Please print the data shown below without any alteration.

▽

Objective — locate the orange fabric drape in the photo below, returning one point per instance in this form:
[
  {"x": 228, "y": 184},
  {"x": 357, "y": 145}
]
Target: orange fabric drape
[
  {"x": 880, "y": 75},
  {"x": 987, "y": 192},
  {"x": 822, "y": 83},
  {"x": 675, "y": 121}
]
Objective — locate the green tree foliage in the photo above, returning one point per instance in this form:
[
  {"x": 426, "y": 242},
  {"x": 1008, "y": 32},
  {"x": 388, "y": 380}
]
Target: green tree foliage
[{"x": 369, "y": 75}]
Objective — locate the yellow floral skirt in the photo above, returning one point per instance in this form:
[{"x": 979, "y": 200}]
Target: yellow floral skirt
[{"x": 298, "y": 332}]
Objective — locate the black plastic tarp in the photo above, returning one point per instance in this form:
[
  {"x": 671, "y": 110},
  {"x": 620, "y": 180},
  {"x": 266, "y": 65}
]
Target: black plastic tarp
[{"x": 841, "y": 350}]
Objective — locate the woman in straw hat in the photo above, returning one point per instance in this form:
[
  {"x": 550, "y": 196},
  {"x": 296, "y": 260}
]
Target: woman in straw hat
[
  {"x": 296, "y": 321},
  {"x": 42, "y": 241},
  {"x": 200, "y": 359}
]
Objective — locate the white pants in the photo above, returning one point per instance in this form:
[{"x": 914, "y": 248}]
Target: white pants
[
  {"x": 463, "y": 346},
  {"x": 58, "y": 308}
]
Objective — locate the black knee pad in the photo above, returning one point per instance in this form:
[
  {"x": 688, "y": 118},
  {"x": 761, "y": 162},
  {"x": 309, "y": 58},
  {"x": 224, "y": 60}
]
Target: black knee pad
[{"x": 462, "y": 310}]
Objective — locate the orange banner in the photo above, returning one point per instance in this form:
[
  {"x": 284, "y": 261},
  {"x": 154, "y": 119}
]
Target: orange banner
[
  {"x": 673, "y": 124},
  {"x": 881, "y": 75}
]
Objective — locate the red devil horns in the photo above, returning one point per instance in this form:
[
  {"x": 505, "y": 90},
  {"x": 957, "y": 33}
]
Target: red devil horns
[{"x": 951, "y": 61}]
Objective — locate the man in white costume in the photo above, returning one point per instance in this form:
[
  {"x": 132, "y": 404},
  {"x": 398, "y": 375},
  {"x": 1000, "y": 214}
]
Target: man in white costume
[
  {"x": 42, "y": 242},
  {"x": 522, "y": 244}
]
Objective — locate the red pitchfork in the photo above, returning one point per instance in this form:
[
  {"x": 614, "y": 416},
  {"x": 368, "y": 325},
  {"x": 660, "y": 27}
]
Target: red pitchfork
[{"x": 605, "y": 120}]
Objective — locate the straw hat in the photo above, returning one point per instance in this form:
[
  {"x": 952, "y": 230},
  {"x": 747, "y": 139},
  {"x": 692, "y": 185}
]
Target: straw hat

△

§ **WRITTEN RESPONSE**:
Objective — locate the orange fabric drape in the photo below, returning one point per instance in this form:
[
  {"x": 228, "y": 184},
  {"x": 357, "y": 145}
]
Target: orange fabric drape
[
  {"x": 880, "y": 75},
  {"x": 987, "y": 192},
  {"x": 822, "y": 83},
  {"x": 675, "y": 121}
]
Objective — locate the green tree foliage in the photo above, returning one point per instance in this form:
[
  {"x": 426, "y": 242},
  {"x": 1008, "y": 32},
  {"x": 388, "y": 380}
]
Target: green tree foliage
[{"x": 369, "y": 75}]
Objective — locate the yellow floral skirt in the photo above, returning one point per instance in this form:
[{"x": 979, "y": 200}]
Target: yellow floral skirt
[{"x": 298, "y": 332}]
Objective — locate the black plastic tarp in the photo above, returning one point per instance in this form:
[
  {"x": 671, "y": 110},
  {"x": 620, "y": 180},
  {"x": 266, "y": 65}
]
Target: black plastic tarp
[{"x": 841, "y": 350}]
Objective — locate the woman in straw hat in the photo above, returning one point per instance in this form:
[
  {"x": 550, "y": 196},
  {"x": 296, "y": 260}
]
Target: woman in straw hat
[
  {"x": 296, "y": 321},
  {"x": 42, "y": 241},
  {"x": 200, "y": 359}
]
Objective — locate the white pants in the photo above, returning one point per instance in this form:
[{"x": 914, "y": 248}]
Target: white pants
[
  {"x": 463, "y": 346},
  {"x": 58, "y": 308}
]
Objective — locate the black knee pad in the photo above, returning one point per instance in this form:
[
  {"x": 688, "y": 118},
  {"x": 761, "y": 162},
  {"x": 309, "y": 58},
  {"x": 224, "y": 60}
]
Target: black knee pad
[{"x": 462, "y": 310}]
Objective — locate the orange banner in the photo above, returning one point per instance in this form:
[
  {"x": 284, "y": 261},
  {"x": 154, "y": 119}
]
Target: orange banner
[
  {"x": 673, "y": 124},
  {"x": 881, "y": 75}
]
Objective — locate the red devil horns in the photo above, returning one point per instance in this form:
[
  {"x": 505, "y": 90},
  {"x": 957, "y": 33}
]
Target: red devil horns
[{"x": 951, "y": 61}]
Objective — locate the man in white costume in the photo above, returning one point per instance in this form:
[
  {"x": 132, "y": 404},
  {"x": 398, "y": 375},
  {"x": 1000, "y": 214}
]
Target: man in white costume
[
  {"x": 42, "y": 242},
  {"x": 522, "y": 244}
]
Objective — locate the red pitchfork in the photo above, returning one point per instance in this form:
[
  {"x": 614, "y": 416},
  {"x": 368, "y": 325},
  {"x": 660, "y": 27}
]
Target: red pitchfork
[{"x": 605, "y": 120}]
Objective — locate the straw hat in the photo above, returning one point per instance in this form:
[
  {"x": 952, "y": 230},
  {"x": 747, "y": 139},
  {"x": 692, "y": 185}
]
Target: straw hat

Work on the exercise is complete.